Please count how many lines of the records below contain the word "concrete", and reply with that number alone.
-- START PROVIDED RECORDS --
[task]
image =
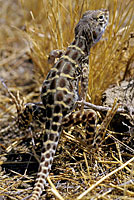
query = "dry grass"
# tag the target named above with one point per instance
(105, 173)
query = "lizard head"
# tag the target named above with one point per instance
(92, 25)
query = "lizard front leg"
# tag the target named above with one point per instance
(31, 112)
(84, 79)
(87, 117)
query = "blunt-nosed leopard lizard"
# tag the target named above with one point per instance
(61, 91)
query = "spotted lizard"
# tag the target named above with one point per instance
(65, 84)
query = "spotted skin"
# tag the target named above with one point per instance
(61, 91)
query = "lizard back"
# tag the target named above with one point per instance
(60, 90)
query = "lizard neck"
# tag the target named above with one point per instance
(81, 42)
(77, 51)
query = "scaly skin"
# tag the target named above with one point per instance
(60, 90)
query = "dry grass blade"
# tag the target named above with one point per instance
(42, 26)
(104, 178)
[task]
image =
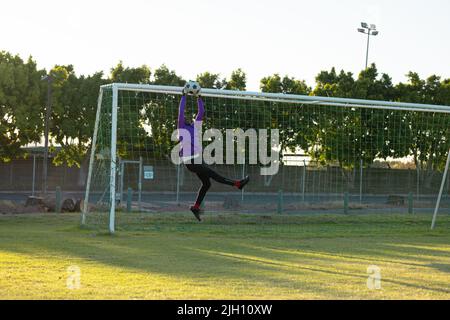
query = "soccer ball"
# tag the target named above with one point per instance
(192, 87)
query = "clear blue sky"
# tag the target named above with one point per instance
(262, 37)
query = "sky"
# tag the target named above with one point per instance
(298, 38)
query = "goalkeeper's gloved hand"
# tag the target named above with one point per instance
(185, 89)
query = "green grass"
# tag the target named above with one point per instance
(225, 257)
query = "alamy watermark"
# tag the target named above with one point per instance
(374, 279)
(263, 148)
(73, 281)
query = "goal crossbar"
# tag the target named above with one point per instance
(285, 98)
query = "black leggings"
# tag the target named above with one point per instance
(205, 173)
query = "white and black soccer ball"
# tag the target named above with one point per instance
(192, 87)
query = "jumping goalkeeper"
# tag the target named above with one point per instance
(188, 156)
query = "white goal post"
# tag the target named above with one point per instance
(303, 100)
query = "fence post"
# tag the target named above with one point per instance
(280, 202)
(410, 203)
(346, 202)
(129, 199)
(58, 200)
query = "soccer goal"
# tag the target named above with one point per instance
(335, 154)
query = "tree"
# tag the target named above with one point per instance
(130, 75)
(426, 135)
(211, 80)
(21, 105)
(286, 85)
(238, 80)
(164, 76)
(74, 110)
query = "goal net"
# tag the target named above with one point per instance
(335, 155)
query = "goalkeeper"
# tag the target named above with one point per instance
(203, 172)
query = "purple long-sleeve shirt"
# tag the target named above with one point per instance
(190, 148)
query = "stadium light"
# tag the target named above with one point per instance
(48, 112)
(370, 30)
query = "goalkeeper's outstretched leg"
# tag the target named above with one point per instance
(205, 174)
(193, 151)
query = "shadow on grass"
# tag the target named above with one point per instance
(198, 252)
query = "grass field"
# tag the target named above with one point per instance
(226, 257)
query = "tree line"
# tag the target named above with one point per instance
(23, 97)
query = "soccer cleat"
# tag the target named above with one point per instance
(243, 182)
(196, 211)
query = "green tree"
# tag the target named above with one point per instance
(164, 76)
(21, 105)
(211, 80)
(238, 80)
(130, 75)
(74, 110)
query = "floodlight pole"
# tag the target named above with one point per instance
(48, 112)
(370, 30)
(367, 51)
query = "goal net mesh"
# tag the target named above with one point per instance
(332, 158)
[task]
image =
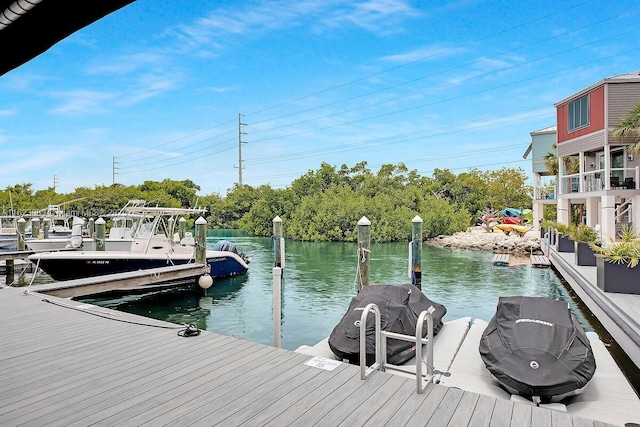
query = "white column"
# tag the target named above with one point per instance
(608, 212)
(538, 214)
(635, 214)
(563, 211)
(592, 211)
(607, 168)
(561, 173)
(581, 178)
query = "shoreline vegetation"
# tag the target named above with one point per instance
(322, 205)
(478, 238)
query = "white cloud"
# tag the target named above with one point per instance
(81, 101)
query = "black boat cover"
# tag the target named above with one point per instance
(400, 306)
(536, 347)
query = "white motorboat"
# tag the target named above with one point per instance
(119, 237)
(152, 246)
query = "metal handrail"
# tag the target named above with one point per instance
(380, 363)
(364, 371)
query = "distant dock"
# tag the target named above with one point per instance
(501, 260)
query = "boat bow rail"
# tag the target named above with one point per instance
(381, 363)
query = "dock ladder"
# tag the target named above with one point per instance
(380, 363)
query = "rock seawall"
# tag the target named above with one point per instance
(497, 241)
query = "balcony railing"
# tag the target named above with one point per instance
(545, 192)
(620, 179)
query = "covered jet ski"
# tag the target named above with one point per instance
(536, 348)
(400, 306)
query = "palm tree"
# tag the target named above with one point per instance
(629, 127)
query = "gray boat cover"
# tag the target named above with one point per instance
(400, 306)
(536, 347)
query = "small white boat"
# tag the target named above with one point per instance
(9, 232)
(119, 237)
(153, 246)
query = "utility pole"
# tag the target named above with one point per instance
(113, 170)
(240, 142)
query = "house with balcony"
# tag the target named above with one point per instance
(607, 181)
(543, 141)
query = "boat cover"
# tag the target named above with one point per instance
(227, 246)
(400, 306)
(535, 347)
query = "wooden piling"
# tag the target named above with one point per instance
(35, 228)
(364, 252)
(277, 242)
(92, 227)
(201, 241)
(277, 306)
(100, 234)
(22, 226)
(182, 227)
(171, 227)
(416, 251)
(45, 227)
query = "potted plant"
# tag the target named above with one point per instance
(548, 225)
(564, 242)
(582, 235)
(617, 264)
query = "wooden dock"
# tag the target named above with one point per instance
(501, 260)
(540, 261)
(66, 363)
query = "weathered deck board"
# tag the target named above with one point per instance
(540, 261)
(74, 367)
(501, 259)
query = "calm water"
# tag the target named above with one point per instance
(319, 282)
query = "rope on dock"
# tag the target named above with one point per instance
(106, 315)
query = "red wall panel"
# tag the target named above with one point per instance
(596, 117)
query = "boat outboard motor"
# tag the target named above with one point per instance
(400, 306)
(535, 347)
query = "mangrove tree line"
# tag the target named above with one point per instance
(321, 205)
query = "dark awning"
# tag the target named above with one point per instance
(29, 27)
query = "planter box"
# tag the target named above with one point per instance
(584, 254)
(565, 244)
(617, 278)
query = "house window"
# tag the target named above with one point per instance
(579, 113)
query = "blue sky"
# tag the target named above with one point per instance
(154, 90)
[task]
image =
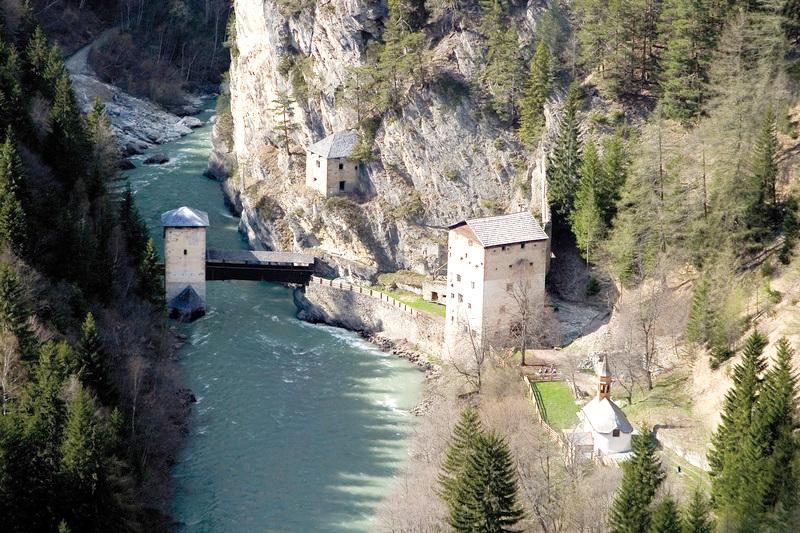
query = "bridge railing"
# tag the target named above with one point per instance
(385, 298)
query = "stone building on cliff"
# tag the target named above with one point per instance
(328, 167)
(494, 265)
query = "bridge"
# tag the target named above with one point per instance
(278, 267)
(188, 264)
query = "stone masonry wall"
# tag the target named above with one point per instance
(358, 311)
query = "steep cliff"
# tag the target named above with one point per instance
(439, 157)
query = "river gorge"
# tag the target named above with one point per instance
(297, 427)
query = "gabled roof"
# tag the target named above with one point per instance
(605, 416)
(184, 217)
(340, 144)
(505, 229)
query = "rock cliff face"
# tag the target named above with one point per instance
(439, 159)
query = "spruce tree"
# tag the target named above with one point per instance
(586, 218)
(701, 316)
(15, 312)
(726, 455)
(565, 160)
(666, 518)
(462, 444)
(486, 494)
(540, 79)
(696, 518)
(641, 476)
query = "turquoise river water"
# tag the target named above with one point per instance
(297, 427)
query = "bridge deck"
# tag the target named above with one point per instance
(282, 267)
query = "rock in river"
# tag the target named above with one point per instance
(156, 159)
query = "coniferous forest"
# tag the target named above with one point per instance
(89, 411)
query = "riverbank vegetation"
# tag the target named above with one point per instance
(90, 416)
(161, 49)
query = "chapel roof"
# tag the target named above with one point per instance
(605, 416)
(184, 217)
(505, 229)
(339, 144)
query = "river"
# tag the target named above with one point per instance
(297, 427)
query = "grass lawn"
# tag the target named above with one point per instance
(559, 403)
(414, 300)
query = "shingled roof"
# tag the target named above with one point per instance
(340, 144)
(505, 229)
(184, 217)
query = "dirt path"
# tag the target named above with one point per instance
(78, 63)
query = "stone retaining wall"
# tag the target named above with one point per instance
(344, 306)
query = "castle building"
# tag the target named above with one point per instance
(490, 262)
(328, 167)
(185, 261)
(603, 419)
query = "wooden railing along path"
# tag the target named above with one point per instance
(385, 298)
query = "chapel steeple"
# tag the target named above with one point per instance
(604, 381)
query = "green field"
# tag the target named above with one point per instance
(559, 403)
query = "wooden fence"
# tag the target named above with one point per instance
(385, 298)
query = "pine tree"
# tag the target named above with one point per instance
(701, 316)
(726, 455)
(563, 171)
(696, 518)
(540, 79)
(641, 476)
(15, 312)
(615, 174)
(66, 144)
(486, 494)
(465, 433)
(283, 110)
(665, 517)
(586, 218)
(685, 60)
(150, 286)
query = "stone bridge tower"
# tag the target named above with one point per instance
(185, 262)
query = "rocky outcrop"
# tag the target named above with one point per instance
(439, 159)
(137, 124)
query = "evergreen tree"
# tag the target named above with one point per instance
(563, 171)
(503, 74)
(151, 286)
(586, 218)
(728, 444)
(462, 445)
(696, 518)
(66, 144)
(81, 461)
(615, 174)
(283, 110)
(15, 312)
(665, 517)
(540, 79)
(486, 495)
(701, 316)
(641, 476)
(92, 364)
(685, 59)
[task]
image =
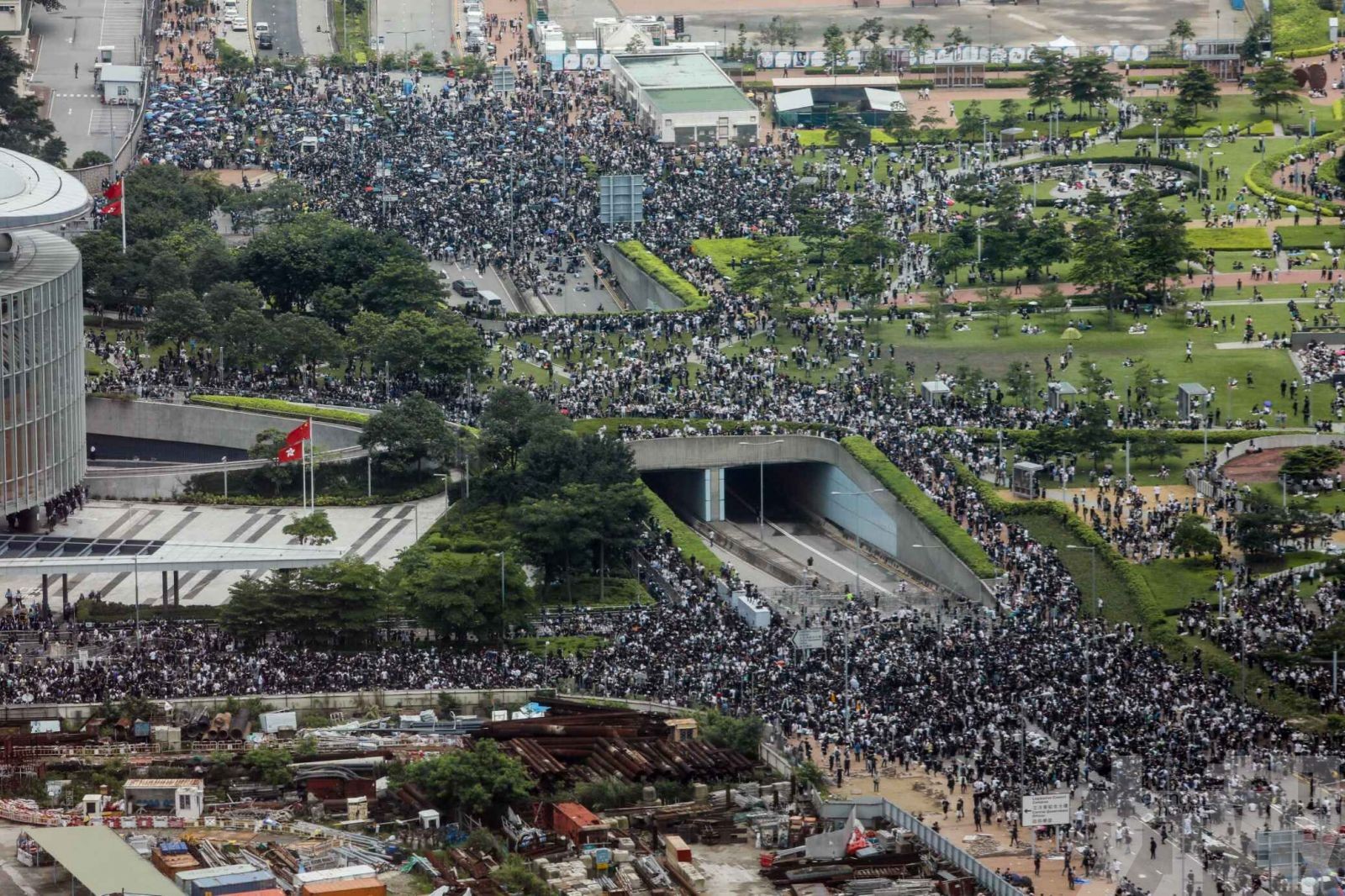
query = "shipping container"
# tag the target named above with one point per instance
(334, 873)
(229, 884)
(186, 878)
(358, 887)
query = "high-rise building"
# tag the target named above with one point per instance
(42, 414)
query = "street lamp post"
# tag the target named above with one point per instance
(762, 483)
(856, 494)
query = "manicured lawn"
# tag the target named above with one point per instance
(1311, 235)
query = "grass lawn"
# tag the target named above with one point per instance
(1311, 235)
(1163, 347)
(94, 366)
(1143, 470)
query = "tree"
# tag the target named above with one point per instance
(482, 781)
(1157, 240)
(244, 336)
(1047, 81)
(179, 315)
(311, 529)
(340, 603)
(510, 420)
(1275, 87)
(847, 129)
(900, 125)
(1311, 461)
(1100, 256)
(296, 340)
(400, 284)
(91, 158)
(1021, 382)
(53, 151)
(409, 434)
(24, 127)
(1197, 87)
(224, 299)
(1089, 81)
(462, 596)
(833, 47)
(1194, 539)
(918, 37)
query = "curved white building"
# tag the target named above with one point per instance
(42, 414)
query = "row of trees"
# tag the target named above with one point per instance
(306, 289)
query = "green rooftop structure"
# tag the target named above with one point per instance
(683, 98)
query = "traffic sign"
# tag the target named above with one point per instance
(1046, 809)
(810, 640)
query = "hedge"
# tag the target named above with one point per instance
(1082, 533)
(692, 298)
(1311, 235)
(735, 427)
(282, 408)
(419, 493)
(1235, 239)
(915, 499)
(1258, 178)
(683, 537)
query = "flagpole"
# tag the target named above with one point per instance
(313, 470)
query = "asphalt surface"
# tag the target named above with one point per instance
(71, 37)
(414, 24)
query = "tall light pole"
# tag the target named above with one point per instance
(856, 494)
(501, 555)
(1089, 681)
(762, 482)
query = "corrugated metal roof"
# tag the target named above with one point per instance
(42, 257)
(34, 194)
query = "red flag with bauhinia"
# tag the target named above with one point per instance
(303, 432)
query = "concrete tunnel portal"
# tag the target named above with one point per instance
(817, 498)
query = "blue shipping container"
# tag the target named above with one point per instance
(225, 884)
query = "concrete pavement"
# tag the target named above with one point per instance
(69, 38)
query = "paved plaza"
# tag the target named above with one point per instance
(377, 535)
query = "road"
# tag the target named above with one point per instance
(414, 24)
(69, 38)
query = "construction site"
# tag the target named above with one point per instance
(622, 801)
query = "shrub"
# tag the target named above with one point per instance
(1311, 235)
(692, 298)
(915, 499)
(284, 408)
(1230, 239)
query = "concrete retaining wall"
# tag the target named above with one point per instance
(471, 701)
(636, 287)
(932, 561)
(194, 424)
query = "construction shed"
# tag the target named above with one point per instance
(100, 862)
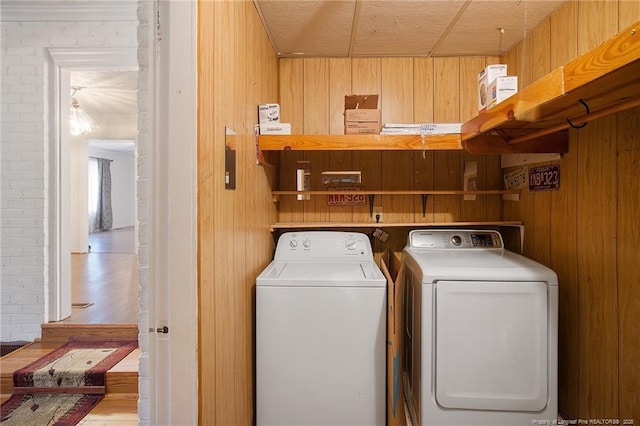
-- END PROVIDED RECORDS --
## ANSWER FOR THIS EXERCISE:
3